— Документ —

Воспоминания. Том 1
Шрифт:
Она на высоте, откуда всем видна. Она желает укрыться и бежать от славы людской... Эта слава заслоняет образ Распятого; она обесценивает в глазах русского подвижника все его достижения и принесенные жертвы... Он нес страдания и боли, чтобы сораспяться Христу и тем хотя отчасти заглушить сознание той виновности пред Богом, какое не позволяет ему забывать о Голгофской жертве, делает неспособным испытывать какие-либо радости на земле... Он все отдал Богу, пожертвовал всем, отказался от всего, сбросил с себя не только греховное иго, но и свою земную оболочку, превратился в земного ангела; а взамен получил только сторицею, вкусил только блаженство, изведал только небесные ощущения, и его стали считать за ангела, за святого и слава земная стала для него еще более тяжким игом, чем его прежнее греховное бремя...
И он поднимается еще выше и достигает уже таких высот, откуда только тонкое духовное зрение может его заметить... Большинство же не замечает его, не понимает, не постигает... Он надевает на себя маску безумия; навлекает на себя гонения и преследования, подвергает себя всевозможным испытаниям и нравственным пыткам, идет к Богу не проторенным путем, а выбирает самый трудный, каким шли лишь немногие избранники. Это – юродство
Глава LIX. Юродство во Христе. Его содержание и психология
В основе этого величайшего из подвигов, доступных человеческим силам, лежит прежде всего сознание той страшной виновности пред Богом, какая не только не позволяет чуткой душе пользоваться никакими благами на земле, но и обязывает ее страдать и сораспинаться Христу. "И воздух тот, которым дышишь Ты, считаем мы стяжанием неправым", – вот идея этого подвига. Сущность же его заключается в добровольном принятии на себя поношений и поругании в целях довести смирение, незлобивость и кротость до предельной высоты и развить в себе любовь даже к своим врагам и гонителям. Это – беспощадная борьба не с грехом только и страстями, а с их источником, борьба с самолюбием в его тончайших, неуловимых проявлениях. В сущности говоря, даже лучшие, наиболее нравственно развитые люди не замечают того, что основывают все содержание своей жизни и характер взаимоотношений с другими на отношении лично к себе. Жить так, чтобы снискать себе расположение и любовь окружающих, прожить жизнь так, чтобы оставить после себя добрую память, все это азбука общежития, с которой знакомятся, вступая в жизнь... Вот почему даже лучшие, наиболее смиренные люди, далекие от славолюбия, гордости, или тщеславия, в то же время чрезвычайно чувствительны к тому отношению, какое к ним питают окружающие. Стремление заслужить любовь окружающих, приобрести доверие и уважение со стороны возможно большего числа не только не считается греховным, а, наоборот, признается естественным и является часто одним из главных побудительных мотивов к деятельности, дающей этим людям наибольшее нравственное удовлетворение. Отсюда понятно, что малейшее недоброжелательство, незначительная клевета, недостаточное признание их нравственной стоимости, заставляет этих людей, а таких большинство, опускать руки, терять точки опоры и нравственное равновесие и чувствовать себя заброшенными и покинутыми... Настолько велика зависимость среднего человека от общественного мнения.

— Письменное задание —
Согласуются ли с текстом о юродстве три утверждения? На каждое ответьте «да» или «нет» и приведите решающие слова текста точной цитатой.
1. Сущность юродства состоит в добровольном принятии на себя поношений и поругании.
2. Стремление заслужить любовь окружающих считается греховным.
3. Большинство замечает и понимает подвижника, поднявшегося на такие высоты.
Листинг для этого задания не нужен.

— Записи из набора данных —
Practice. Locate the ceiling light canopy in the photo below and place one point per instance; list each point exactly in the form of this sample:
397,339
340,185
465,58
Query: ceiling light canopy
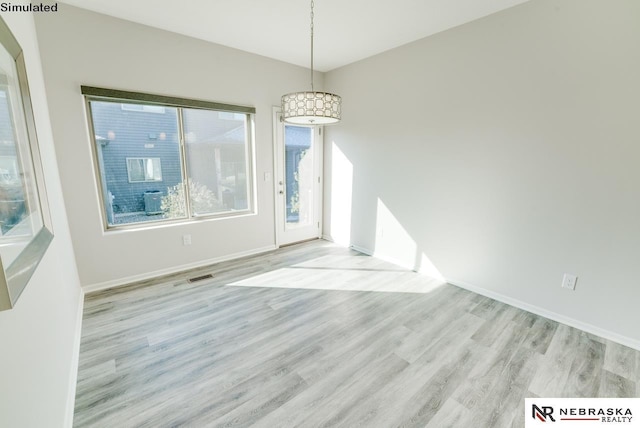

— Ответ на задание —
1. Да: «Сущность же его заключается в добровольном принятии на себя поношений и поругании».
2. Нет: «не только не считается греховным, а, наоборот, признается естественным».
3. Нет: «Большинство же не замечает его, не понимает, не постигает».